### What you should do
Using the records below, output the stretch that opens with the line containing "Target: the windshield" and closes with the line containing "[indicate] the damaged", exactly and including both lines, with nothing more.

### Dataset
• • • •
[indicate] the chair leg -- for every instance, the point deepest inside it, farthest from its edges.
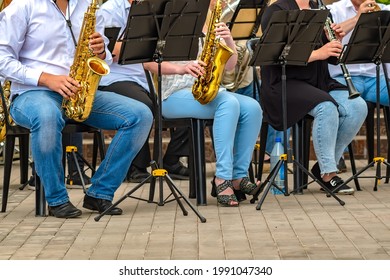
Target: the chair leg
(386, 113)
(353, 166)
(8, 159)
(370, 131)
(199, 160)
(24, 153)
(40, 200)
(297, 131)
(98, 144)
(263, 141)
(192, 162)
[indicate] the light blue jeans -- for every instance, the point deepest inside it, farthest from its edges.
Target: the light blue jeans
(272, 132)
(335, 127)
(237, 121)
(367, 87)
(41, 112)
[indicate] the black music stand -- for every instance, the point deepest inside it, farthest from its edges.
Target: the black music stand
(244, 24)
(246, 19)
(164, 30)
(368, 44)
(112, 34)
(289, 39)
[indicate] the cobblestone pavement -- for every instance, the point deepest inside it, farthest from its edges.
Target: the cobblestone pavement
(300, 227)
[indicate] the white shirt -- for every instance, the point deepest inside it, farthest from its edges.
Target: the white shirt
(35, 38)
(115, 13)
(341, 11)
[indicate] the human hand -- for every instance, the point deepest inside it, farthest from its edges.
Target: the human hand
(368, 6)
(332, 48)
(96, 43)
(195, 68)
(338, 31)
(223, 31)
(62, 84)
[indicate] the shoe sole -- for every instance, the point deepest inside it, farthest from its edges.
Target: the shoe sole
(80, 187)
(92, 208)
(342, 192)
(178, 177)
(74, 215)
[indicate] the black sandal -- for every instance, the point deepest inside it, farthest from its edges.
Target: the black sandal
(247, 187)
(224, 199)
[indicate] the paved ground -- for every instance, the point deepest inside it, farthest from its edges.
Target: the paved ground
(299, 227)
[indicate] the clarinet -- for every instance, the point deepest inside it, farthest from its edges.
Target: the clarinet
(353, 93)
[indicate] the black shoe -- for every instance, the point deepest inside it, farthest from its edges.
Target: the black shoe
(333, 184)
(100, 205)
(177, 171)
(137, 175)
(74, 180)
(341, 166)
(66, 210)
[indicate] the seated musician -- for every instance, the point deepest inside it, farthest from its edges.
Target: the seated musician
(311, 90)
(36, 56)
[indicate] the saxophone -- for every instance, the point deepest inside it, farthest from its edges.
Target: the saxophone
(6, 93)
(232, 80)
(6, 88)
(87, 69)
(215, 55)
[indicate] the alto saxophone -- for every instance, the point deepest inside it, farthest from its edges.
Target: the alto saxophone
(215, 55)
(6, 88)
(87, 69)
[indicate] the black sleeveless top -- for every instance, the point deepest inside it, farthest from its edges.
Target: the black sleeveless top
(307, 85)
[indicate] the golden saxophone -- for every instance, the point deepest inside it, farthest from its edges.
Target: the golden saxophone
(215, 55)
(231, 80)
(353, 93)
(6, 92)
(87, 69)
(375, 7)
(6, 88)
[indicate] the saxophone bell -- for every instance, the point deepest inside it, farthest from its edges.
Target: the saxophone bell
(215, 55)
(87, 69)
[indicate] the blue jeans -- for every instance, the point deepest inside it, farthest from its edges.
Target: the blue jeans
(237, 121)
(41, 112)
(335, 127)
(272, 133)
(367, 87)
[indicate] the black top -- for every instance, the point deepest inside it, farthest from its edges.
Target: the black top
(306, 86)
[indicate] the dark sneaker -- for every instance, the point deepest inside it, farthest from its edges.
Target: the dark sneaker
(66, 210)
(137, 175)
(74, 181)
(333, 184)
(177, 171)
(341, 166)
(100, 205)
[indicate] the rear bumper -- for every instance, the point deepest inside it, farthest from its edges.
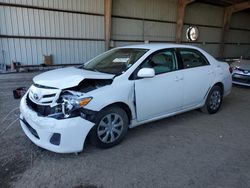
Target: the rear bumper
(68, 134)
(241, 79)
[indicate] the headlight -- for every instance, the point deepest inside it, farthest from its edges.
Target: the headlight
(71, 104)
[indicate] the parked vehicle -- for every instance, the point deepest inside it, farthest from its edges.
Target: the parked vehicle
(241, 72)
(120, 89)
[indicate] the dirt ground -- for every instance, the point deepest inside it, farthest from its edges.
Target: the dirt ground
(189, 150)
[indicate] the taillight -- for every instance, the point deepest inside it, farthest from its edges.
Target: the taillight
(231, 69)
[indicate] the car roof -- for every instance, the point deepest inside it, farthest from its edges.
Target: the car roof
(158, 46)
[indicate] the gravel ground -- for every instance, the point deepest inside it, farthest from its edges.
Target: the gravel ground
(189, 150)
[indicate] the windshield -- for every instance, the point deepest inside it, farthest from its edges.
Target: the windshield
(115, 61)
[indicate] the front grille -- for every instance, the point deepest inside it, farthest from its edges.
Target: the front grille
(32, 131)
(42, 110)
(241, 78)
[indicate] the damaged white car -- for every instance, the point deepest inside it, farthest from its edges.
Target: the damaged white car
(120, 89)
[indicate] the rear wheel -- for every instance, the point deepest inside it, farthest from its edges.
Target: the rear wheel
(111, 127)
(213, 101)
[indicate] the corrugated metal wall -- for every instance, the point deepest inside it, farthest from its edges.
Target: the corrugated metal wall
(72, 31)
(209, 19)
(143, 20)
(238, 40)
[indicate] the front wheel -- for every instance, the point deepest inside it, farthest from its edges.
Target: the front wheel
(111, 127)
(213, 101)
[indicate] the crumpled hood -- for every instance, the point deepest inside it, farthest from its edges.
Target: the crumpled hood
(242, 64)
(68, 77)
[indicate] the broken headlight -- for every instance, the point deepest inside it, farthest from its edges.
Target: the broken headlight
(72, 102)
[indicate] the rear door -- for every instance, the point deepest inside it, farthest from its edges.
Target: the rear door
(197, 76)
(161, 94)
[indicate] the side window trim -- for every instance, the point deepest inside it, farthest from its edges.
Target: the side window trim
(133, 76)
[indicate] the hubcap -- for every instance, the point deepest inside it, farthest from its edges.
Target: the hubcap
(215, 100)
(110, 128)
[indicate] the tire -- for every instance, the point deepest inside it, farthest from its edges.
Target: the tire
(111, 126)
(213, 101)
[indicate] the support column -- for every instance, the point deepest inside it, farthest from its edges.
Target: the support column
(180, 18)
(107, 22)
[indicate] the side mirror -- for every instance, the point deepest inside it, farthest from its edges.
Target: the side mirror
(146, 73)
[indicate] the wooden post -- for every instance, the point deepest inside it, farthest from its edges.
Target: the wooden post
(180, 18)
(107, 22)
(226, 22)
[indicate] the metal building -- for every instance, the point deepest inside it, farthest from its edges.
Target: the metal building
(73, 31)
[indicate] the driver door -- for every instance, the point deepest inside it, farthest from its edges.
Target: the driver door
(163, 93)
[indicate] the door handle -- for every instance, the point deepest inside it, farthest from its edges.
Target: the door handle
(210, 72)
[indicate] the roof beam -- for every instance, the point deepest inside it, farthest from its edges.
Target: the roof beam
(180, 18)
(227, 20)
(107, 22)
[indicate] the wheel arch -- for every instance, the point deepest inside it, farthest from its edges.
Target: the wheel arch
(220, 84)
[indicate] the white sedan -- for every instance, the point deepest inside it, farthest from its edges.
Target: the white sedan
(120, 89)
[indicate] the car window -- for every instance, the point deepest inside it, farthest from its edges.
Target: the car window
(192, 58)
(161, 62)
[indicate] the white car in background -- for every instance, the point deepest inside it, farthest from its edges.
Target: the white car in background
(120, 89)
(241, 72)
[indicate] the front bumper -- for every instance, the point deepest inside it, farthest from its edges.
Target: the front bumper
(241, 79)
(40, 130)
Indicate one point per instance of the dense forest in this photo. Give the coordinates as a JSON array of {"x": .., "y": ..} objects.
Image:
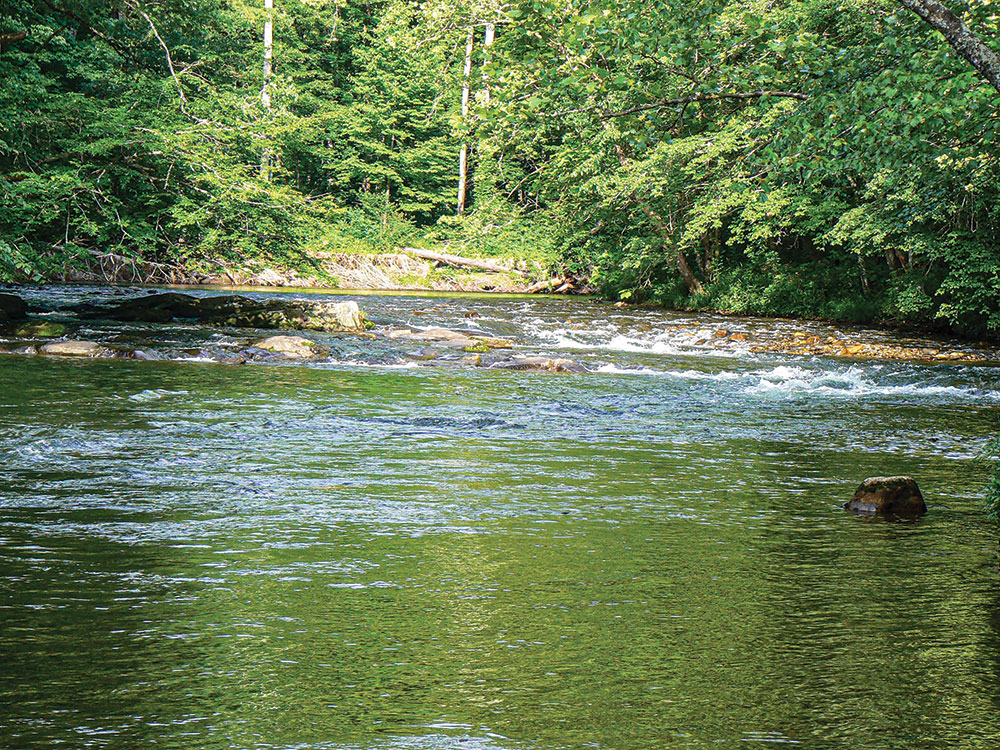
[{"x": 835, "y": 158}]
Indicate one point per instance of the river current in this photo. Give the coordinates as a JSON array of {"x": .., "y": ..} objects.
[{"x": 385, "y": 550}]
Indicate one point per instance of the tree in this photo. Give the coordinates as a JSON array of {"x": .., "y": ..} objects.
[{"x": 965, "y": 41}]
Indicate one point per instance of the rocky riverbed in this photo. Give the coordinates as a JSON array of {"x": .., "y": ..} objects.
[{"x": 237, "y": 329}]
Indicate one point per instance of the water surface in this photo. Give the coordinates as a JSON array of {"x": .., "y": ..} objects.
[{"x": 381, "y": 551}]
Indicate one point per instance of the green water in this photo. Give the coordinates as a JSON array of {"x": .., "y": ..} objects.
[{"x": 358, "y": 556}]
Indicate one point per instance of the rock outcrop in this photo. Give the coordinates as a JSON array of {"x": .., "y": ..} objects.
[
  {"x": 460, "y": 340},
  {"x": 888, "y": 496},
  {"x": 540, "y": 364},
  {"x": 75, "y": 349},
  {"x": 44, "y": 329},
  {"x": 295, "y": 347},
  {"x": 12, "y": 307},
  {"x": 233, "y": 311}
]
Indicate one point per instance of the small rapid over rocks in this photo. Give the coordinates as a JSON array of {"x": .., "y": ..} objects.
[
  {"x": 505, "y": 523},
  {"x": 766, "y": 357}
]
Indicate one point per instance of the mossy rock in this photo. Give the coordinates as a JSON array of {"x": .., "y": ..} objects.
[{"x": 44, "y": 329}]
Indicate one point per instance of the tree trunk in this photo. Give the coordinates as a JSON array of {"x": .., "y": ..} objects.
[
  {"x": 12, "y": 38},
  {"x": 463, "y": 155},
  {"x": 690, "y": 280},
  {"x": 265, "y": 93},
  {"x": 488, "y": 36},
  {"x": 964, "y": 40}
]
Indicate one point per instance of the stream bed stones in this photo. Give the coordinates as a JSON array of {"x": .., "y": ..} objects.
[
  {"x": 12, "y": 307},
  {"x": 888, "y": 496},
  {"x": 231, "y": 311}
]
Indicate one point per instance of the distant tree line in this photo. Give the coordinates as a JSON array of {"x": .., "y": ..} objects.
[{"x": 810, "y": 157}]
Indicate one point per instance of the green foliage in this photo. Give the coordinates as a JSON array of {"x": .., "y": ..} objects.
[{"x": 812, "y": 157}]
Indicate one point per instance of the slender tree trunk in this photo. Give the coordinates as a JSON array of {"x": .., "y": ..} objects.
[
  {"x": 488, "y": 36},
  {"x": 965, "y": 41},
  {"x": 463, "y": 155},
  {"x": 666, "y": 236},
  {"x": 265, "y": 92}
]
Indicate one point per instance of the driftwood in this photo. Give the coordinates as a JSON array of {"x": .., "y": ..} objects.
[{"x": 456, "y": 260}]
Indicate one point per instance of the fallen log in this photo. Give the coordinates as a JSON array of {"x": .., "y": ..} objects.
[{"x": 457, "y": 261}]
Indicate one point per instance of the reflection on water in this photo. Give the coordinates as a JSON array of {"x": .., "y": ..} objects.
[{"x": 200, "y": 556}]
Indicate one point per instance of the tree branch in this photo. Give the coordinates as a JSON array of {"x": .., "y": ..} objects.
[
  {"x": 685, "y": 100},
  {"x": 964, "y": 40}
]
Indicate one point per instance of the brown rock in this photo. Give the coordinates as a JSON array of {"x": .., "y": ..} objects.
[
  {"x": 75, "y": 349},
  {"x": 295, "y": 347},
  {"x": 888, "y": 496}
]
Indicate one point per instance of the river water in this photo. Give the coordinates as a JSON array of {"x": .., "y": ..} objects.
[{"x": 384, "y": 550}]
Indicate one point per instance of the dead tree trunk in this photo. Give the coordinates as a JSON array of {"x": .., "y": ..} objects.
[
  {"x": 463, "y": 155},
  {"x": 265, "y": 91},
  {"x": 965, "y": 41}
]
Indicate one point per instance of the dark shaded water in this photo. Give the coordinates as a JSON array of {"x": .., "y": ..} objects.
[{"x": 371, "y": 553}]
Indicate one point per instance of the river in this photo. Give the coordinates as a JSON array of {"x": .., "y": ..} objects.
[{"x": 383, "y": 550}]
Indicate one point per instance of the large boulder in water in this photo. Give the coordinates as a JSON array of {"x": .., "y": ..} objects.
[
  {"x": 12, "y": 307},
  {"x": 43, "y": 329},
  {"x": 235, "y": 311},
  {"x": 76, "y": 349},
  {"x": 295, "y": 347},
  {"x": 888, "y": 496},
  {"x": 540, "y": 364}
]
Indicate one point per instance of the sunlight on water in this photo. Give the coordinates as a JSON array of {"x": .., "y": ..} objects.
[{"x": 381, "y": 552}]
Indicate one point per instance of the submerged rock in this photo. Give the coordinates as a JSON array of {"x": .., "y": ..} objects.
[
  {"x": 296, "y": 347},
  {"x": 885, "y": 496},
  {"x": 12, "y": 307},
  {"x": 44, "y": 329},
  {"x": 460, "y": 340},
  {"x": 75, "y": 349},
  {"x": 234, "y": 311},
  {"x": 540, "y": 364}
]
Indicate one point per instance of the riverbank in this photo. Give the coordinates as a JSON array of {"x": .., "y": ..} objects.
[
  {"x": 408, "y": 268},
  {"x": 433, "y": 334}
]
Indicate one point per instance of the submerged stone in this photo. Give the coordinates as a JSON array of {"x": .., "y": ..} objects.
[
  {"x": 12, "y": 307},
  {"x": 75, "y": 349},
  {"x": 44, "y": 329},
  {"x": 296, "y": 347},
  {"x": 540, "y": 364},
  {"x": 888, "y": 496},
  {"x": 233, "y": 311}
]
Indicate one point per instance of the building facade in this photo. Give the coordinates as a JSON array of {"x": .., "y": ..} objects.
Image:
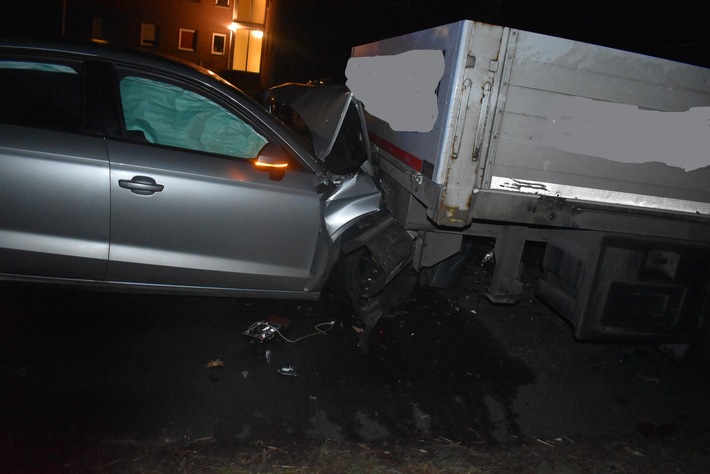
[{"x": 226, "y": 36}]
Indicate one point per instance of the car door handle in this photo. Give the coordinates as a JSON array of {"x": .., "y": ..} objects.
[{"x": 143, "y": 185}]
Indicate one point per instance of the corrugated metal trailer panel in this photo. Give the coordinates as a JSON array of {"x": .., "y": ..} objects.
[{"x": 597, "y": 124}]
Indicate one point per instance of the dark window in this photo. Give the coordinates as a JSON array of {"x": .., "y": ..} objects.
[{"x": 40, "y": 94}]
• • • •
### Output below
Target: the windshield
(115, 61)
[indicate] the front grille -- for every instance, the point deepest inside it, farthest from its edges.
Target: the front grille
(32, 131)
(42, 110)
(241, 78)
[indicate] the damaged white car -- for every instance, the point deepest inside it, farthest from its edges.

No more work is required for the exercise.